━━ Material for this task ━━
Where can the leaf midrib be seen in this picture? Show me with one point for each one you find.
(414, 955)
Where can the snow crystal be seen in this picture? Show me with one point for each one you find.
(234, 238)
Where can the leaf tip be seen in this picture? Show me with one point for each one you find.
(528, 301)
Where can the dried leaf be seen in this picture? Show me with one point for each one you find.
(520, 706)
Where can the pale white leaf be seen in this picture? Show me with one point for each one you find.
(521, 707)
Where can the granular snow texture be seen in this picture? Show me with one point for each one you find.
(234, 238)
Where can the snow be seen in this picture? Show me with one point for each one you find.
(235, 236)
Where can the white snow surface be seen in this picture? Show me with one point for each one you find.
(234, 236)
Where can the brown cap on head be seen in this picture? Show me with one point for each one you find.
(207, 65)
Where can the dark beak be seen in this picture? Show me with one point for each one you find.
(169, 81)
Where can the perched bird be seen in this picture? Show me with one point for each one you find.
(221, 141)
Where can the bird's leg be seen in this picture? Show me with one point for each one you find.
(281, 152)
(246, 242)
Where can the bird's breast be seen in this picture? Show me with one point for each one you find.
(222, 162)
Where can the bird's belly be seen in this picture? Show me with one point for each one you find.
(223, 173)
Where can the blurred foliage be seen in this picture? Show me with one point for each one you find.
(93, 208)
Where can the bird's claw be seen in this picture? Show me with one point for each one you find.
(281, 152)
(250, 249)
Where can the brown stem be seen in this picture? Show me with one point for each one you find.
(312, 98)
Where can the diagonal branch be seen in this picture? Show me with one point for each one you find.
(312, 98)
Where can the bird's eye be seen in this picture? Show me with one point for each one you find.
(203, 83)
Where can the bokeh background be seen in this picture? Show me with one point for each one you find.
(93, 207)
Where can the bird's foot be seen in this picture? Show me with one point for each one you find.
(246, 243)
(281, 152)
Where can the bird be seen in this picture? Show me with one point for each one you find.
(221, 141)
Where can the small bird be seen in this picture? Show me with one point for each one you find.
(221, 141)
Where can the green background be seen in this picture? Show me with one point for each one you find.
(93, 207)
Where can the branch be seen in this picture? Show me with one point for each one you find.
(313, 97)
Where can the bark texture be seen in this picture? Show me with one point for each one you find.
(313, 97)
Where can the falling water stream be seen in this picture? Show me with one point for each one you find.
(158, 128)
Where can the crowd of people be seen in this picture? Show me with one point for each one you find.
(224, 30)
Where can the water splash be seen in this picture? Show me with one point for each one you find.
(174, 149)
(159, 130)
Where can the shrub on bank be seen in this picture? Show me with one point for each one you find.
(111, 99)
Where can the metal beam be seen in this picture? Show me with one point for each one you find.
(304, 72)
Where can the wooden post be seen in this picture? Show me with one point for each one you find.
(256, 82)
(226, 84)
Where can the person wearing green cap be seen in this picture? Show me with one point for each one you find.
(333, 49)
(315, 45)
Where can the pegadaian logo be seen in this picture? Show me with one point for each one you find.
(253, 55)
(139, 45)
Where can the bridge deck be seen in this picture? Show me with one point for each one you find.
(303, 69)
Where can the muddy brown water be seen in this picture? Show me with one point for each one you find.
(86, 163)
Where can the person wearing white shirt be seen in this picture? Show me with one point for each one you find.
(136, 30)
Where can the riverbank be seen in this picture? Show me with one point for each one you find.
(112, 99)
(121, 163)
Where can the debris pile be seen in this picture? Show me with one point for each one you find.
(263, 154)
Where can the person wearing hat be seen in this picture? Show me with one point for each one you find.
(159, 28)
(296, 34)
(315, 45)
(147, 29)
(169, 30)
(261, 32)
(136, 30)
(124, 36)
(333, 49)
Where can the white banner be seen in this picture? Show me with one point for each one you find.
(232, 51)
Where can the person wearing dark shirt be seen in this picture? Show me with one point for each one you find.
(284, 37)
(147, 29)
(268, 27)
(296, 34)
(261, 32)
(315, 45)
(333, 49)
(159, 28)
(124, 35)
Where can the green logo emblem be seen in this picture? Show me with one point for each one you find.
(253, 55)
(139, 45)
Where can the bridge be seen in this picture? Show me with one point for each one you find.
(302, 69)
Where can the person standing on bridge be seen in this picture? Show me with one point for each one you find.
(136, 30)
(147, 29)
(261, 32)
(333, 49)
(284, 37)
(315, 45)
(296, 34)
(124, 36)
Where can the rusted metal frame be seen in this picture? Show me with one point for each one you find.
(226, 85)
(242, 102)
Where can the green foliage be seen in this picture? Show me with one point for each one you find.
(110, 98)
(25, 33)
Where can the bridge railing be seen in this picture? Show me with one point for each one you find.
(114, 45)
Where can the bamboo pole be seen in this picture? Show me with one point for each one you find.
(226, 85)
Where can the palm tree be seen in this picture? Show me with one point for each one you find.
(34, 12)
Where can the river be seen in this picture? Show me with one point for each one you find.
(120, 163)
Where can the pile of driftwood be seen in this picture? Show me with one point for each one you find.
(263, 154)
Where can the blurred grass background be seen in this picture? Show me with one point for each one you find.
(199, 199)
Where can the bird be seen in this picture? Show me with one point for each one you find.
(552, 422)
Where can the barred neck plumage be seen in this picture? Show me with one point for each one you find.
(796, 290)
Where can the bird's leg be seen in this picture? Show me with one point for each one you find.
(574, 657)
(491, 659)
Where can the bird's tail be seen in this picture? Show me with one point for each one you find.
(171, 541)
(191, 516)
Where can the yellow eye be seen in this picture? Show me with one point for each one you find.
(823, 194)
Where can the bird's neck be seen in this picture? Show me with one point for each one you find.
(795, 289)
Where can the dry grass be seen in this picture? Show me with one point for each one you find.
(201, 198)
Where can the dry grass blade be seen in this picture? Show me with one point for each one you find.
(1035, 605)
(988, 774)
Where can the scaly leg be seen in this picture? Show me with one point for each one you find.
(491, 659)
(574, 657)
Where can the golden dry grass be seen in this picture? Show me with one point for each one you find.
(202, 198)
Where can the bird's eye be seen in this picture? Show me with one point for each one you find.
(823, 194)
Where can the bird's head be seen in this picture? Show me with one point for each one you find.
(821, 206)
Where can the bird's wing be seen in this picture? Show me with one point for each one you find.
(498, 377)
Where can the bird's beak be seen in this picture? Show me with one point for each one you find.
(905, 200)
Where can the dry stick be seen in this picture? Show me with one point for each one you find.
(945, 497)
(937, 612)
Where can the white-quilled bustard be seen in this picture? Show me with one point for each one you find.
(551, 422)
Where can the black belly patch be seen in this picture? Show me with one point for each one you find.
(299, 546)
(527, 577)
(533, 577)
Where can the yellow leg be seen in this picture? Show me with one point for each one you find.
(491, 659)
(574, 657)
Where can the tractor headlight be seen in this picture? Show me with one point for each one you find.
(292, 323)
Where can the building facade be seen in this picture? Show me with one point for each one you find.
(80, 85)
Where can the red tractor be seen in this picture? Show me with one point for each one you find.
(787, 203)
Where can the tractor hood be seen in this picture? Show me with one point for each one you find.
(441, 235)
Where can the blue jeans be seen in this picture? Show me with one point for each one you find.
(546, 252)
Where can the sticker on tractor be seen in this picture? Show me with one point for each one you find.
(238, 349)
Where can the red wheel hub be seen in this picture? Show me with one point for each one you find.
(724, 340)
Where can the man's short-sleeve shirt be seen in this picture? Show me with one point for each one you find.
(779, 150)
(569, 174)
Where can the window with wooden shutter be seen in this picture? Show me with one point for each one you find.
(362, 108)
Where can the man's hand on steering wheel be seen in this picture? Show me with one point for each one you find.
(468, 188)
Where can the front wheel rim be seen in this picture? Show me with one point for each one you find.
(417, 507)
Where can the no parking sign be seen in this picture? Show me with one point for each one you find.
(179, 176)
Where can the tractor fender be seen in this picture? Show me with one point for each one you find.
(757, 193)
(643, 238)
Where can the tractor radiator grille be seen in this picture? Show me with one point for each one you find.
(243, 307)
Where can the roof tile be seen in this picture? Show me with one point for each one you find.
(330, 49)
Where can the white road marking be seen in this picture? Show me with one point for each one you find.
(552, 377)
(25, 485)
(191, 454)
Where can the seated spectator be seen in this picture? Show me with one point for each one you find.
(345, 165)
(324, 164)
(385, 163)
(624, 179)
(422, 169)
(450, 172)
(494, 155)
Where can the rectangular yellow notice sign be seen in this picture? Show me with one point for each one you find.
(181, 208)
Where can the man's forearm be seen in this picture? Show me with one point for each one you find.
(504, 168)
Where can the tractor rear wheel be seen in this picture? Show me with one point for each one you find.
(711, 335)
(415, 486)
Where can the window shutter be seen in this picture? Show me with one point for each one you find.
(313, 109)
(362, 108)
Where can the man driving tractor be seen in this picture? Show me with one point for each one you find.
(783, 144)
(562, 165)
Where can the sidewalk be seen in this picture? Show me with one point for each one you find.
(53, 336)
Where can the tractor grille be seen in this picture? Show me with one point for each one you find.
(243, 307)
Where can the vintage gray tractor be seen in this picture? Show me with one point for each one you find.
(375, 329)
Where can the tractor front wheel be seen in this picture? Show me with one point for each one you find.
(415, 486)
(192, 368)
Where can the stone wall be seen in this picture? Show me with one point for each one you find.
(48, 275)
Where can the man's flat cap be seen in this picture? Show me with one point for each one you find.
━━━
» **Short task**:
Repeat exactly the lines above from the line that contains "Where can the tractor fender" through the end. Include both of these ends; leave out everything else.

» **Reply to the exercise**:
Where can the tractor fender be seen in this picture? Show me with one point for each one you find.
(757, 193)
(643, 238)
Where can the tractor radiator grille be seen in this picture? Show me with one point for each one you find.
(243, 307)
Where can the roof tile be seen in this picture? Show me with one point for each one you find.
(330, 49)
Where can the white road marking be seen in this picture? Show me with one point for each one you find.
(552, 377)
(25, 485)
(191, 454)
Where can the seated spectator be seen in this picture? Show me with one point for each one you find.
(345, 165)
(324, 164)
(385, 163)
(624, 179)
(422, 169)
(450, 172)
(494, 155)
Where can the rectangular yellow notice sign be seen in this picture? Show me with one point for each one you find.
(181, 208)
Where can the man's forearm be seen in this picture? Show me with one point for each one you find.
(504, 168)
Where can the tractor rear wheel be seen in this picture? Show me with one point for each one you find.
(711, 335)
(415, 486)
Where can the window shutter be seen in this picture? Show me with one point for each one you find.
(313, 109)
(362, 108)
Where can the man driving tractor be seen in this picture? Show me with one point for each one you find.
(783, 144)
(562, 165)
Where can the sidewalk be seen in this picture? Show me with one point for each one you find.
(53, 336)
Where can the tractor grille be seen in this picture? Show me with one point for each one you find.
(243, 307)
Where can the vintage gray tractor be seen in this picture? Show me with one point for each one you find.
(375, 329)
Where can the tractor front wheel be seen in this picture? Show me with one point for each one you find.
(415, 486)
(192, 368)
Where can the stone wall be seen in this picture? Show me with one point for each one you find.
(48, 275)
Where can the man's flat cap be seen in this picture? Show me with one point for each one you find.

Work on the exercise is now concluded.